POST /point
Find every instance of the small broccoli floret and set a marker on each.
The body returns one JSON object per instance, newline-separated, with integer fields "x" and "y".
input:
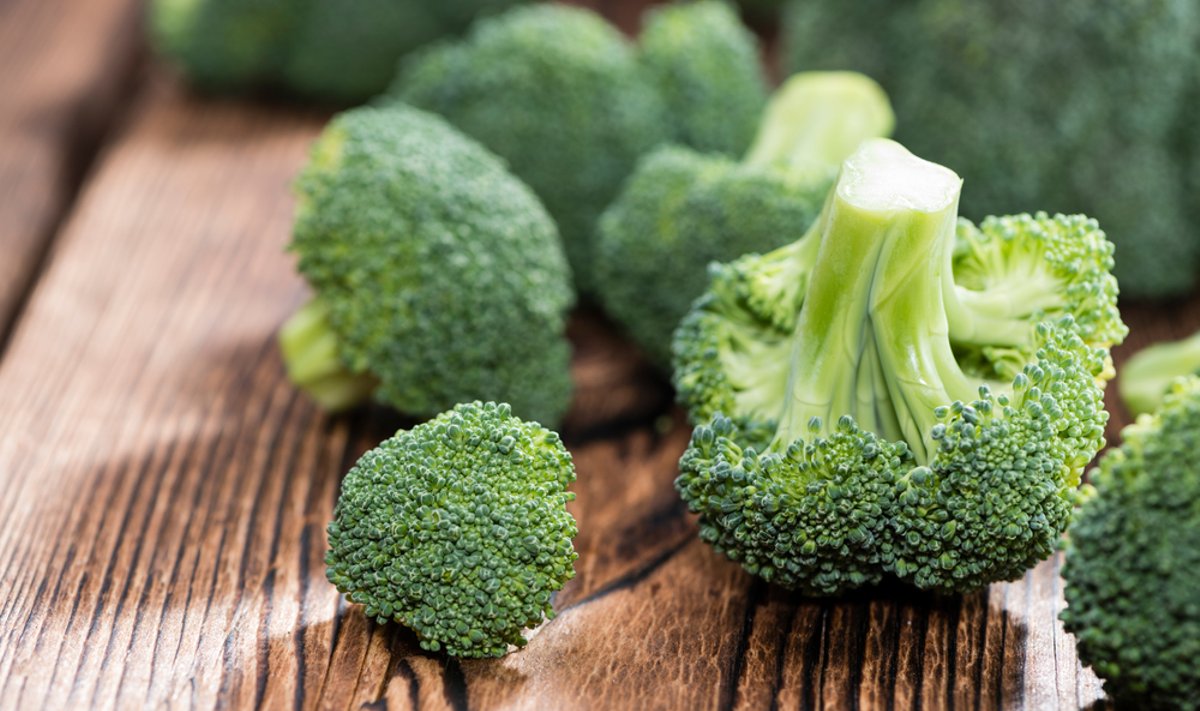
{"x": 706, "y": 65}
{"x": 315, "y": 48}
{"x": 858, "y": 420}
{"x": 972, "y": 90}
{"x": 1133, "y": 561}
{"x": 457, "y": 529}
{"x": 559, "y": 94}
{"x": 1145, "y": 378}
{"x": 682, "y": 210}
{"x": 439, "y": 276}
******************************
* Exercise details: Put all the records above into a two-column CSV with the headers "prompt" and "completion", one row per record, holding its text and its answer. Each value goes in a single quoted field with line breaks replaced by spaces, and the pictures are left out.

* Response to the task:
prompt,completion
"POST /point Find every instance of the small broccoli floret and set a marker on each. The body returns one JSON object per instance, newline-separated, with integer fields ""x"" and ""y"". input:","{""x"": 706, ""y"": 65} {""x"": 315, ""y"": 48} {""x"": 858, ""y"": 420} {""x"": 972, ""y"": 90} {""x"": 1133, ""y"": 561} {""x"": 457, ""y"": 529} {""x"": 559, ""y"": 94} {""x"": 1145, ""y"": 378} {""x"": 682, ""y"": 210} {""x"": 439, ""y"": 276}"